# Start of Supplied text
It was the final night David Letterman ever hosted a talk show. After over 6,000 episodes of NBC's Late Night from 1982-1993 and CBS's Late Show 1993 to last night, the funnyman officially called it a career. He had his great moments and even a few bumps along the way.

It was Letterman who had the longest-running career in late night TV, beating Johnny Carson by one year. When he first hosted Late Night in 1982, we only had three major over-the-air TV networks, Pac-Man was a must for any video gamer, audiences packed movie theaters to see "E.T." and your humble webmaster was pooping in Pampers.

Of course, getting into late night TV wasn't a total breeze for Dave, who started in college radio and moved on to the third-place ABC-TV affiliate in his hometown of Indianapolis, WLWI-13, now top-rated NBC affiliate WTHR. He moved to Los Angeles where he became a regular at The Comedy Store, and from there on, it was The Tonight Show With Johnny Carson. Dave and Johnny became good friends and remained so until Johnny's death in 2005. Letterman even guest-hosted for Carson for many years while he also became a regular on game shows such as The $25,000 Pyramid.

Letterman even had his own talk show on NBC, The David Letterman Show, which aired in the morning in 1980. However, it was canceled after 90 episodes due to poor ratings despite positive reviews and the debut of some of his regular features, such as Stupid Pet/Human Tricks.

However, Dave made his big comeback two years later with Late Night. The show was a monster success because quite simply, it was different. It wasn't another show where everybody had to dress up and be hoidy toidy. It was casual and fun. Letterman had his usual suspects of comedy sketches, interviews and that quirky Top Ten list. For years, he wanted that coveted 11:30 spot held by Carson, but it went to Jay Leno instead, thus creating one of the greatest rivalries in TV history. Everybody knew that Carson wanted Letterman for The Tonight Show, so Letterman settled by moving over to CBS to launch The Late Show.

Yes, I think we all have had our favorite moments with Dave, such as the reunion of Sonny and Cher to Drew Barrymore flashing Dave her tits to Howard Stern's many appearances from a short-haired geek in 1984 to the cross-dressing vixen promoting "Miss America". There was Dave throwing objects off the Ed Sullivan Theater and visits to the Hello Deli. Let's not forget Calvert DeForest and Biff Henderson and yes, Paul Shaffer.
# End of Supplied text
# Start of Data lines
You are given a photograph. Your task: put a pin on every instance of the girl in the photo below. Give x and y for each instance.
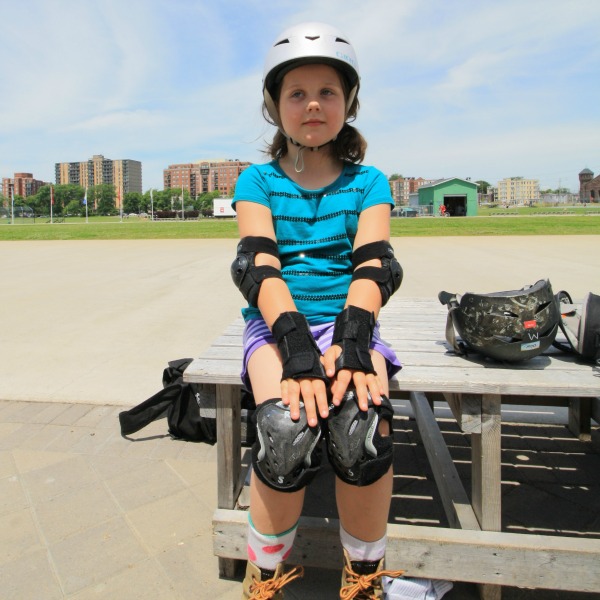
# End of Data lines
Exercise objective:
Name every talk show that the piece on David Letterman's last night says was his own to host.

The answer:
- Late Night (NBC, 1982–1993)
- Late Show (CBS, 1993 until his final night)
- The David Letterman Show (NBC, mornings, 1980)